Does using Rust really make your software safer?

A real-world critical vulnerability
In 2021, a vulnerability was discovered in the Nucleus real-time operating system, sold by Siemens. According to security researchers:
(...) more than 3 billion devices use this real-time operating system, such as ultrasound machines, storage systems, critical systems for avionics and others.
In other words, this code had many applications, including ones where Bad Thingstm must not happen. So what went wrong?
Networked devices running on Nucleus need to deal with domain names such as tweedegolf.nl
by interacting with a DNS server. The vulnerable part in Nucleus that read the responses sent by a DNS server worked fine in the happy path scenario: real responses containing correct information were processed correctly.
But, it is possible to craft phoney "DNS responses" containing intentional "mistakes". Malicious hackers could use this to trick Nucleus into writing to memory locations that it really shouldn't.
With massive consequences: simply by overwriting a few sensitive bits, the attacker could get a device to crash. And remember that any program code itself is also stored somewhere in memory, so a more clever attacker could even try to reprogram a device running Nucleus to do whatever they want.
Now don't worry! Nucleus has been patched, so we can all sleep safe and sound again.
Why you should care
Except, lightning didn't just strike Nucleus. Four other networking libraries were also found to contain several similar problems. Collectively, these vulnerabilities were christened NAME:WRECK. This shows that in general there is a problem with how this kind of code was written in the past.
We were informed about this case by our friends from security consultancy firm Midnight Blue. The question they posed us: can you show how Rust would prevent this?
This blog will answer that question. In the first half we will provide a high-level answer that does not go into too much technical detail. The second half is aimed at C, C++ and/or Rust programmers and will take a deeper dive into the actual code of Nucleus and how you could write it in modern Rust.
Our claim is indeed that using Rust would have prevented this. This is not just as simple as saying "Rust is memory safe" (although it is). We'll go beyond that! We have performed a little engineering experiment which convinced us that, had modern Rust been used:
- Programmers would not have introduced these vulnerabilities.
- Any exploit attempt would have resulted in a recoverable error.
- The code would have been more thoroughly tested.
- Time and money would have been saved.
Root causes
Why do such mistakes happen? As programmers we are often tempted to focus on details, but conceptually the answer is simple:
- The tools used to write software don't help prevent mistakes, and in fact make it hard to detect them if they have been made.
- External input is implicitly trusted instead of being explicitly validated.
- - -
Please retype the stretch of the Rust safety article from "Now don't worry!" through "would prevent this?", word for word.
- - -
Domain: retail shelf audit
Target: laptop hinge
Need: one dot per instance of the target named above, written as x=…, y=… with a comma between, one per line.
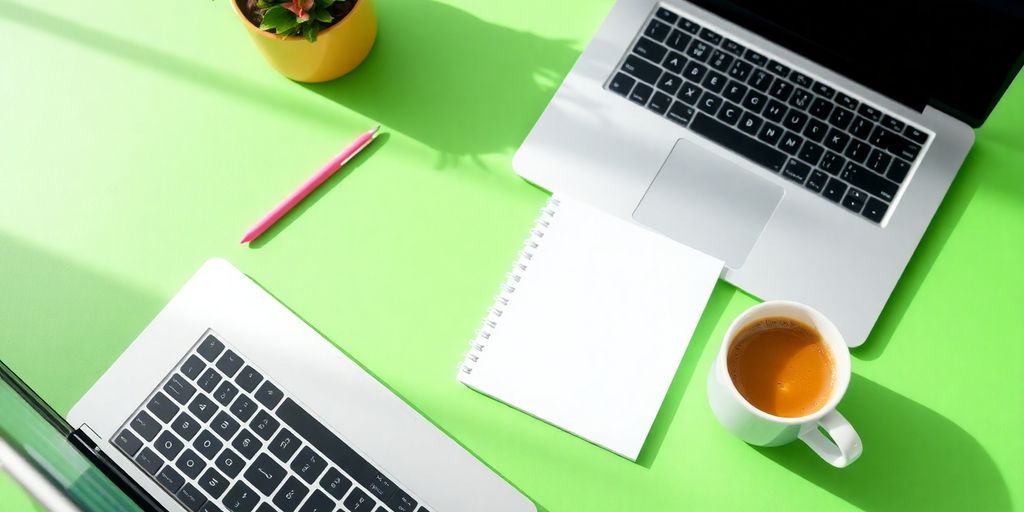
x=86, y=441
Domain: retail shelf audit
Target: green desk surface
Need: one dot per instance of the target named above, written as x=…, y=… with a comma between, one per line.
x=140, y=138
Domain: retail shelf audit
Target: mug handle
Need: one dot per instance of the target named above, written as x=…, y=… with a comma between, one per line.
x=845, y=445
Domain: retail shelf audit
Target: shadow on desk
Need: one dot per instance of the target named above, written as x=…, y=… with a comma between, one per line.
x=913, y=459
x=454, y=82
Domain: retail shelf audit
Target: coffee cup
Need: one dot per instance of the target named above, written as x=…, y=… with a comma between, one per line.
x=788, y=409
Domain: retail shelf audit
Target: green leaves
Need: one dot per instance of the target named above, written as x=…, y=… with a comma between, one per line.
x=281, y=16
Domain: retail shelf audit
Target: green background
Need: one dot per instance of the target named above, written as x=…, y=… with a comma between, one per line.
x=140, y=138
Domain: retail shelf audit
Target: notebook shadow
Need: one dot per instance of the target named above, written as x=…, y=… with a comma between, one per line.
x=913, y=459
x=470, y=88
x=321, y=190
x=717, y=303
x=950, y=211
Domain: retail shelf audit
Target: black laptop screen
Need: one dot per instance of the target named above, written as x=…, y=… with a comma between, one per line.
x=958, y=55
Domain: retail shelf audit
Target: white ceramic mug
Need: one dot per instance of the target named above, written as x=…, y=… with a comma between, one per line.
x=756, y=426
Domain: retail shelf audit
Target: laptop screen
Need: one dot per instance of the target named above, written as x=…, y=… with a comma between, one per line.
x=36, y=434
x=957, y=55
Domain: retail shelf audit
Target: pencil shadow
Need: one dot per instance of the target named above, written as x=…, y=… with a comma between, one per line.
x=321, y=190
x=452, y=81
x=717, y=304
x=914, y=459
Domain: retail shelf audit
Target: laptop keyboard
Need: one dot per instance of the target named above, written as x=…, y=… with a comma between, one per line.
x=835, y=144
x=217, y=434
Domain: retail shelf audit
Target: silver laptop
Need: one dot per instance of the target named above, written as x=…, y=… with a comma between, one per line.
x=807, y=144
x=228, y=401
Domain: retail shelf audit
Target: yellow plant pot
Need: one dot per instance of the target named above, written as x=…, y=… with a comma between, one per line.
x=338, y=49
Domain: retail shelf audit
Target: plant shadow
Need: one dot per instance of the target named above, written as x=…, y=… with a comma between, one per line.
x=321, y=190
x=913, y=459
x=717, y=305
x=452, y=81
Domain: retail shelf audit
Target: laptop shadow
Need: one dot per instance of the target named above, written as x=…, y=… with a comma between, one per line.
x=452, y=81
x=914, y=459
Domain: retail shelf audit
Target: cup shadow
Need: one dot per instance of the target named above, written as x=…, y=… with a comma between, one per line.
x=717, y=304
x=914, y=459
x=468, y=89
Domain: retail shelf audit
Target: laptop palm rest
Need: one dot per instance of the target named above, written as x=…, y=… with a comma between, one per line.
x=709, y=203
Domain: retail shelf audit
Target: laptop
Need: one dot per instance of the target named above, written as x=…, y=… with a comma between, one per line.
x=807, y=144
x=227, y=401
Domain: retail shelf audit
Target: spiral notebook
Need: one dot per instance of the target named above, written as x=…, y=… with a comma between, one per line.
x=590, y=328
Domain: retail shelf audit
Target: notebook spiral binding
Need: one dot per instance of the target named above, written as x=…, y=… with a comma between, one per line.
x=479, y=343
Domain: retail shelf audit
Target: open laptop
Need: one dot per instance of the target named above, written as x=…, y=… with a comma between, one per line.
x=228, y=401
x=805, y=143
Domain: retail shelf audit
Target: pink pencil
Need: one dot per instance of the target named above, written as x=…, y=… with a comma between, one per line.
x=296, y=197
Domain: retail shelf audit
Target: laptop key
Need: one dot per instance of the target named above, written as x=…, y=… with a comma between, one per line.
x=203, y=408
x=290, y=495
x=247, y=443
x=209, y=380
x=875, y=210
x=854, y=200
x=241, y=498
x=207, y=444
x=190, y=498
x=128, y=442
x=666, y=15
x=720, y=60
x=735, y=91
x=698, y=50
x=170, y=479
x=190, y=464
x=177, y=387
x=224, y=426
x=835, y=189
x=244, y=408
x=687, y=26
x=733, y=47
x=675, y=62
x=308, y=465
x=210, y=348
x=193, y=367
x=228, y=364
x=268, y=395
x=168, y=445
x=213, y=482
x=145, y=426
x=148, y=461
x=185, y=426
x=162, y=408
x=285, y=444
x=656, y=30
x=738, y=142
x=622, y=83
x=358, y=501
x=229, y=463
x=868, y=181
x=335, y=483
x=897, y=170
x=649, y=49
x=659, y=102
x=317, y=502
x=264, y=425
x=225, y=393
x=715, y=82
x=817, y=180
x=832, y=163
x=265, y=475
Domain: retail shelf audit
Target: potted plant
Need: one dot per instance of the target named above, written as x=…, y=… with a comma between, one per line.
x=310, y=40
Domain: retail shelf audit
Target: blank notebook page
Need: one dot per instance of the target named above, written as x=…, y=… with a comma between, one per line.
x=599, y=312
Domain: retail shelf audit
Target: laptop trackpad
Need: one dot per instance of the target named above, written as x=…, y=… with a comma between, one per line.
x=709, y=203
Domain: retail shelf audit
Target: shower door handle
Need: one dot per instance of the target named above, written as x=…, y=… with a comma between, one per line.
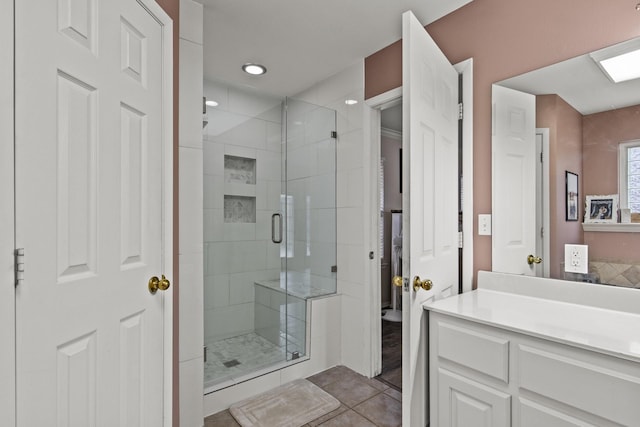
x=273, y=228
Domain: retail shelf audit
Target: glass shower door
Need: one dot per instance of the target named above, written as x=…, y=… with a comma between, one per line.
x=308, y=206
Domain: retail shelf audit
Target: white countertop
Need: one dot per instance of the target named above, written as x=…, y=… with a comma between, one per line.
x=603, y=330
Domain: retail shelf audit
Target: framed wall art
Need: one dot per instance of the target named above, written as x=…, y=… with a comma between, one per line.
x=602, y=209
x=571, y=196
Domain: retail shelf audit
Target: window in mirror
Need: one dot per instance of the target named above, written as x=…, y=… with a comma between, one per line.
x=629, y=175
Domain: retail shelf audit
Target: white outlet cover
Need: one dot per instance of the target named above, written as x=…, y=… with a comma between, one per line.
x=484, y=224
x=576, y=258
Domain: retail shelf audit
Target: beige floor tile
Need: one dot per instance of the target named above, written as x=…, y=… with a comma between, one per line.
x=383, y=410
x=348, y=419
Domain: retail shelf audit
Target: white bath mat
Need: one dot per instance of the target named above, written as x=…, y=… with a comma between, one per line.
x=290, y=405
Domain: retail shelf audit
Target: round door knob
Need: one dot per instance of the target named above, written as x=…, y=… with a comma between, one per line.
x=422, y=284
x=397, y=281
x=156, y=284
x=534, y=259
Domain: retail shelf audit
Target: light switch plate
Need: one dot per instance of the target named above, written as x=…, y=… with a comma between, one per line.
x=484, y=224
x=576, y=258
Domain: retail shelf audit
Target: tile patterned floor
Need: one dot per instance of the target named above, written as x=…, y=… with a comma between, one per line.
x=250, y=351
x=364, y=402
x=391, y=354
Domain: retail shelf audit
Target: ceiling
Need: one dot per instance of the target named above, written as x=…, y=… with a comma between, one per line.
x=302, y=42
x=581, y=83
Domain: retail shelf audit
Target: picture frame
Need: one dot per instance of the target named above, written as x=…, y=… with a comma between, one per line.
x=601, y=209
x=571, y=196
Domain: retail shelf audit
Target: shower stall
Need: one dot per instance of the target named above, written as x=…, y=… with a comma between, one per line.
x=269, y=229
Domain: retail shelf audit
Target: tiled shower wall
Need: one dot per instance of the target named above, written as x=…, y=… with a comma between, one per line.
x=239, y=199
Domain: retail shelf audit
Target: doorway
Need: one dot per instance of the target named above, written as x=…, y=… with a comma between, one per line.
x=384, y=102
x=390, y=235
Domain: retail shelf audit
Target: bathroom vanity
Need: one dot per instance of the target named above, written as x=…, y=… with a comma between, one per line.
x=530, y=352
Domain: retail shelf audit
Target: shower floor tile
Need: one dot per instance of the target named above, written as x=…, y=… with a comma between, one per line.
x=239, y=355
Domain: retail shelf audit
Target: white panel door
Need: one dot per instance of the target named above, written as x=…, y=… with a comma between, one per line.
x=430, y=204
x=514, y=181
x=89, y=213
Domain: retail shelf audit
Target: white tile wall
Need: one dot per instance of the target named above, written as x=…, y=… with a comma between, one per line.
x=191, y=201
x=191, y=309
x=190, y=100
x=191, y=399
x=191, y=306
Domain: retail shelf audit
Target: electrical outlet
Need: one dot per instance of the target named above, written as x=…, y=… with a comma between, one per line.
x=484, y=225
x=576, y=259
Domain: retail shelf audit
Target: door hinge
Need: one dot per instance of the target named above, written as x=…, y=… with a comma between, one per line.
x=18, y=263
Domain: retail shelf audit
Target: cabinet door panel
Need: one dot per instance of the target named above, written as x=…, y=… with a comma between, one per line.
x=595, y=388
x=465, y=403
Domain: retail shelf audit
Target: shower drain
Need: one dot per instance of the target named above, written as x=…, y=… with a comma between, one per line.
x=231, y=363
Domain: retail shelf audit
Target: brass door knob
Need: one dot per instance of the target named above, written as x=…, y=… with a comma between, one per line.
x=534, y=259
x=424, y=284
x=397, y=281
x=156, y=284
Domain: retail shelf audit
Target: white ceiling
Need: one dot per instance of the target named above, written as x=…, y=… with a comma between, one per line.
x=302, y=42
x=581, y=83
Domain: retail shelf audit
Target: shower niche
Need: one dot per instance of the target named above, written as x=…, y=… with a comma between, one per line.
x=269, y=230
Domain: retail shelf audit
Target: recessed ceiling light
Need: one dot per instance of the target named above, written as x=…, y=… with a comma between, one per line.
x=623, y=67
x=620, y=62
x=254, y=69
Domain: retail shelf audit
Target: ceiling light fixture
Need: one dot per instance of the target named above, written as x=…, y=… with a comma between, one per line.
x=254, y=69
x=620, y=62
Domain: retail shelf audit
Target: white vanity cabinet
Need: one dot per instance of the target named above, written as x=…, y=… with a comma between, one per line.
x=500, y=359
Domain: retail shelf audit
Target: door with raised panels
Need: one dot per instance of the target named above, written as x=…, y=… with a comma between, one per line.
x=514, y=181
x=430, y=159
x=90, y=146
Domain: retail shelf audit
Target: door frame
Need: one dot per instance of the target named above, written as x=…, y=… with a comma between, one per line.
x=376, y=105
x=545, y=220
x=7, y=208
x=7, y=219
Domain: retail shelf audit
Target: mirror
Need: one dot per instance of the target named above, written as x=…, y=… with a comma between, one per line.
x=587, y=116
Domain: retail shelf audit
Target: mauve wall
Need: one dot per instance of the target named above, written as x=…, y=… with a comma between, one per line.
x=565, y=154
x=507, y=38
x=601, y=134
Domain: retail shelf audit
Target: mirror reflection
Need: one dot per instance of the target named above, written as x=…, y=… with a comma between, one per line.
x=582, y=116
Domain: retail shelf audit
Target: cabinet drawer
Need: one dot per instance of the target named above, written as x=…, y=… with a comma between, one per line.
x=474, y=349
x=599, y=389
x=533, y=414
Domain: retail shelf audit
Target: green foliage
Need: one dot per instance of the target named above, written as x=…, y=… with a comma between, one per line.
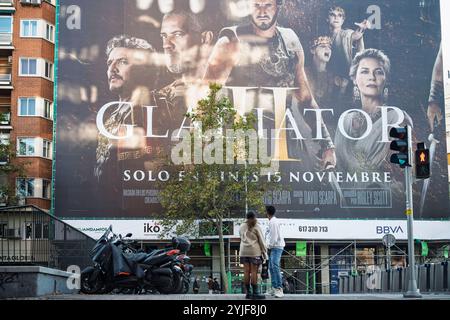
x=210, y=192
x=207, y=191
x=8, y=167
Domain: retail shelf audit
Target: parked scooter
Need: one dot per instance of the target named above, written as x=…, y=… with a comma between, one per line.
x=139, y=271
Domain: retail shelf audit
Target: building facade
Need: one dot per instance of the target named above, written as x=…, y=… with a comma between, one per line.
x=27, y=45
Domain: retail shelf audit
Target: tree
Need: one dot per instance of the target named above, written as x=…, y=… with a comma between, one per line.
x=9, y=167
x=214, y=190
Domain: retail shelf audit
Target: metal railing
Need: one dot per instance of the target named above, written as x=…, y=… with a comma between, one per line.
x=31, y=236
x=5, y=78
x=6, y=2
x=5, y=38
x=5, y=118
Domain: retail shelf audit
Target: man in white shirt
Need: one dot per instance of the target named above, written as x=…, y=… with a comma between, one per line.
x=275, y=243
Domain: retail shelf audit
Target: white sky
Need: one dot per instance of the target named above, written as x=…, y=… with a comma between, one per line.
x=445, y=20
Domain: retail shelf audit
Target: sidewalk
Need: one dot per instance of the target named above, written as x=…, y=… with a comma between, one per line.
x=212, y=297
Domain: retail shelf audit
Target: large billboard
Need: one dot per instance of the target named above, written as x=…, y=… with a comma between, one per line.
x=326, y=80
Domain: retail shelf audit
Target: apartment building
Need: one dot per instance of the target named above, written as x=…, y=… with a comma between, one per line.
x=27, y=45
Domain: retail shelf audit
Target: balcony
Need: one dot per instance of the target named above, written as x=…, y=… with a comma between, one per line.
x=5, y=121
x=5, y=73
x=7, y=6
x=6, y=40
x=5, y=81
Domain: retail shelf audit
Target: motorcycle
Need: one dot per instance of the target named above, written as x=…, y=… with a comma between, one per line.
x=114, y=269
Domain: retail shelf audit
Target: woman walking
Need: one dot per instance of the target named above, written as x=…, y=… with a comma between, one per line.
x=252, y=253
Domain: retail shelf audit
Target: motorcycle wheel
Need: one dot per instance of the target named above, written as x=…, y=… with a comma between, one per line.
x=186, y=285
x=178, y=283
x=90, y=287
x=166, y=289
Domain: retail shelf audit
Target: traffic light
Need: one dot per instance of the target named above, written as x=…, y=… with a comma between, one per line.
x=422, y=162
x=401, y=145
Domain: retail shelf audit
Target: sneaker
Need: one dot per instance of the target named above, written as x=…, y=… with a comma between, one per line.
x=256, y=294
x=279, y=293
x=270, y=292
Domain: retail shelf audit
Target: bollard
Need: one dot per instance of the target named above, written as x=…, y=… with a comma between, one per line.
x=422, y=278
x=439, y=285
x=396, y=280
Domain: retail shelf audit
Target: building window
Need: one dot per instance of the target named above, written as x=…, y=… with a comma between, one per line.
x=49, y=32
x=46, y=186
x=27, y=107
x=25, y=187
x=5, y=29
x=48, y=70
x=3, y=228
x=47, y=109
x=27, y=146
x=46, y=146
x=28, y=67
x=29, y=28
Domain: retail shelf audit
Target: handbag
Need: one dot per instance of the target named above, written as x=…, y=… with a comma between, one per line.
x=265, y=270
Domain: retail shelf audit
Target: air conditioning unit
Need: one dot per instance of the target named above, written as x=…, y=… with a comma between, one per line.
x=13, y=233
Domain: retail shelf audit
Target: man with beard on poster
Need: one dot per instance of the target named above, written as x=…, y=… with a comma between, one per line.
x=186, y=47
x=129, y=76
x=263, y=55
x=345, y=43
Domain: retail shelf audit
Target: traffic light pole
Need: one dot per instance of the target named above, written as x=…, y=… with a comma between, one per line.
x=412, y=291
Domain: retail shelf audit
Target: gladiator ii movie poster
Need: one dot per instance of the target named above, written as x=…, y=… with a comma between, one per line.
x=326, y=81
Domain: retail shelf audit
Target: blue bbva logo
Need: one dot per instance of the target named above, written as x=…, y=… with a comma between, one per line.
x=389, y=229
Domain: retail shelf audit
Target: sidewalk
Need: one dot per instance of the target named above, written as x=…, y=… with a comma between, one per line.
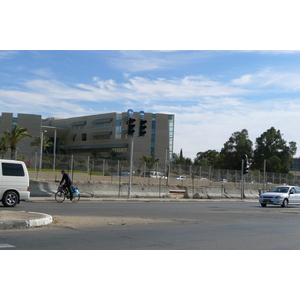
x=10, y=219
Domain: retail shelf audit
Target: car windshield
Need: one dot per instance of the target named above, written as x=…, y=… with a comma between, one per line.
x=279, y=189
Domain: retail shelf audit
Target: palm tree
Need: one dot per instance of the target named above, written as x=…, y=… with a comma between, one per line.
x=14, y=137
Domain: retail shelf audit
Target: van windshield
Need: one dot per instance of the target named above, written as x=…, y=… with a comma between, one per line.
x=279, y=189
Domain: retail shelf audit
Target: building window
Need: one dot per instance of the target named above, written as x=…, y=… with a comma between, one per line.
x=78, y=127
x=100, y=125
x=102, y=137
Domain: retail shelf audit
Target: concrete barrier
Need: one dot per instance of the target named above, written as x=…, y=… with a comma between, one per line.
x=251, y=194
x=233, y=193
x=215, y=193
x=196, y=193
x=98, y=190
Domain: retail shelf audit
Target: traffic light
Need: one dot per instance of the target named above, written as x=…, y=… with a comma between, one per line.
x=246, y=164
x=131, y=126
x=142, y=128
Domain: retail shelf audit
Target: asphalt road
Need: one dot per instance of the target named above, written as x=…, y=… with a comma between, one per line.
x=90, y=225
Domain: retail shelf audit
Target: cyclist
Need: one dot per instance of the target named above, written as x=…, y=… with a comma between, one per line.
x=68, y=182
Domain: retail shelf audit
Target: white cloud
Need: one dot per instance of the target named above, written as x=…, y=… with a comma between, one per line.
x=206, y=111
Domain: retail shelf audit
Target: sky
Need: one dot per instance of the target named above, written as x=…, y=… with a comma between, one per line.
x=212, y=93
x=218, y=66
x=217, y=72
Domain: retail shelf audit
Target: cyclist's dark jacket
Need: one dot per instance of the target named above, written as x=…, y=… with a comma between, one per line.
x=66, y=178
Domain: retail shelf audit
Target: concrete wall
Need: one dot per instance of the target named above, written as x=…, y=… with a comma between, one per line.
x=98, y=190
x=217, y=193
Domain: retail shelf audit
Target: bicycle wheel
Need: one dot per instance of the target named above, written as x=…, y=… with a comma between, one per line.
x=59, y=197
x=76, y=198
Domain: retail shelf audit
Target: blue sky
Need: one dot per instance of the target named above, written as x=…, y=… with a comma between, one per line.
x=218, y=66
x=211, y=93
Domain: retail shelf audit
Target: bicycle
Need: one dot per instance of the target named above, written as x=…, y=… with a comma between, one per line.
x=63, y=193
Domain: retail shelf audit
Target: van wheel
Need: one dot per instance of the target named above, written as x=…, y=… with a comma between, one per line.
x=10, y=199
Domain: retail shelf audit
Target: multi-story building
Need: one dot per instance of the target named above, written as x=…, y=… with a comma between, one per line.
x=100, y=133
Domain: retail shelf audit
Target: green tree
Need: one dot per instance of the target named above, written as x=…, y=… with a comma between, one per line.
x=14, y=137
x=234, y=149
x=270, y=146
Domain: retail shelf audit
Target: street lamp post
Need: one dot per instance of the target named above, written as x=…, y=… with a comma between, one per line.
x=41, y=149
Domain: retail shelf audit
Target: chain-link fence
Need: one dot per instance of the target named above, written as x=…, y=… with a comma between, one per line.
x=170, y=174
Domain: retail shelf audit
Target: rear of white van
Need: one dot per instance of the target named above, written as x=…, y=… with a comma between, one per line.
x=14, y=182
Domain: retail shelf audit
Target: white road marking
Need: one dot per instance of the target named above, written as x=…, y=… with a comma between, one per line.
x=6, y=246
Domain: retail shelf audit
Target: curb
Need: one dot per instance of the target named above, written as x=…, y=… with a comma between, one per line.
x=32, y=219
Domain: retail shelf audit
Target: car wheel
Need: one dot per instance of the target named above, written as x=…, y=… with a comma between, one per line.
x=10, y=199
x=284, y=203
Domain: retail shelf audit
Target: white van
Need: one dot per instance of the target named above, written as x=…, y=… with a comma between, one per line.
x=14, y=182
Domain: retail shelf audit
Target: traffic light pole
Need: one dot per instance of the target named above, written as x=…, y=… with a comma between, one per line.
x=130, y=172
x=242, y=186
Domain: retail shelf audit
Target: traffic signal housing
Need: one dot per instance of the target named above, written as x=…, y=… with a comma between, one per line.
x=131, y=125
x=246, y=164
x=142, y=128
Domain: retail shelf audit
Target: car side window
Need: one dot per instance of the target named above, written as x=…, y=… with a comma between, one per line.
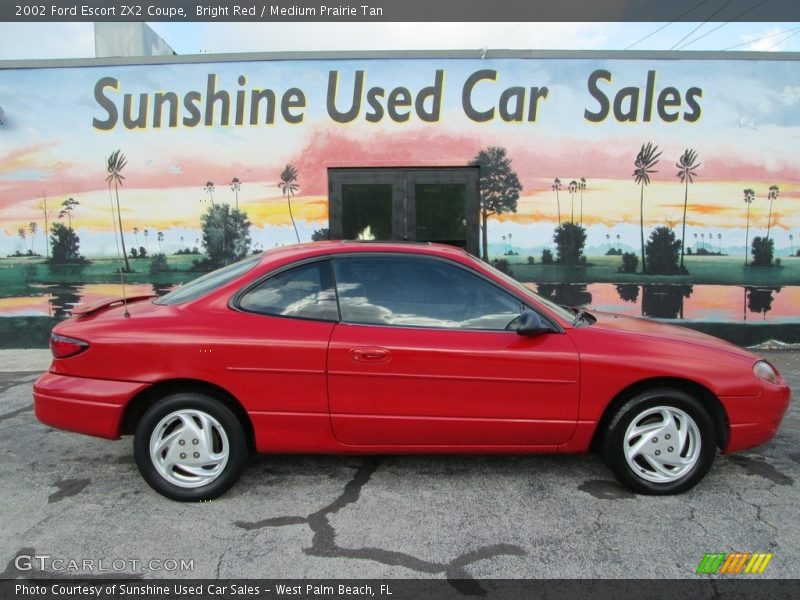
x=419, y=292
x=304, y=292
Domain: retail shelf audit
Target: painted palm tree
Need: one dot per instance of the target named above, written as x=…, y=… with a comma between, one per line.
x=646, y=159
x=209, y=188
x=46, y=215
x=236, y=185
x=288, y=187
x=116, y=163
x=66, y=210
x=556, y=187
x=573, y=187
x=686, y=165
x=771, y=195
x=749, y=196
x=33, y=227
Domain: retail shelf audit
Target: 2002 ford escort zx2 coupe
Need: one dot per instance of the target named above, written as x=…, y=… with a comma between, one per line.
x=348, y=347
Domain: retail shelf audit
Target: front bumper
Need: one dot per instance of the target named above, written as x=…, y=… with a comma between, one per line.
x=90, y=406
x=755, y=420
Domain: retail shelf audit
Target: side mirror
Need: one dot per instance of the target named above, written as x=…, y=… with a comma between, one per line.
x=531, y=323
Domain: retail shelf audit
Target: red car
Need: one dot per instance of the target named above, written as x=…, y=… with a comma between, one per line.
x=350, y=347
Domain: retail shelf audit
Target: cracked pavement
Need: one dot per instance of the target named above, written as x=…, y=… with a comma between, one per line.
x=456, y=517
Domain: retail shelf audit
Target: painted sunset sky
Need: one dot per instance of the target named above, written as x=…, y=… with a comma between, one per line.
x=747, y=136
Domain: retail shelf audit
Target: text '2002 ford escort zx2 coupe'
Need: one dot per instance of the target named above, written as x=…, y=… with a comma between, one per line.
x=348, y=347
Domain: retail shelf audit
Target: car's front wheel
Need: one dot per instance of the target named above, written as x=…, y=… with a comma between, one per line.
x=661, y=441
x=190, y=447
- - -
◆ **Correct response**:
Now don't worry! Nucleus has been patched, so we can all sleep safe and sound again.
Why you should care
Except, lightning didn't just strike Nucleus. Four other networking libraries were also found to contain several similar problems. Collectively, these vulnerabilities were christened NAME:WRECK. This shows that in general there is a problem with how this kind of code was written in the past.
We were informed about this case by our friends from security consultancy firm Midnight Blue. The question they posed us: can you show how Rust would prevent this?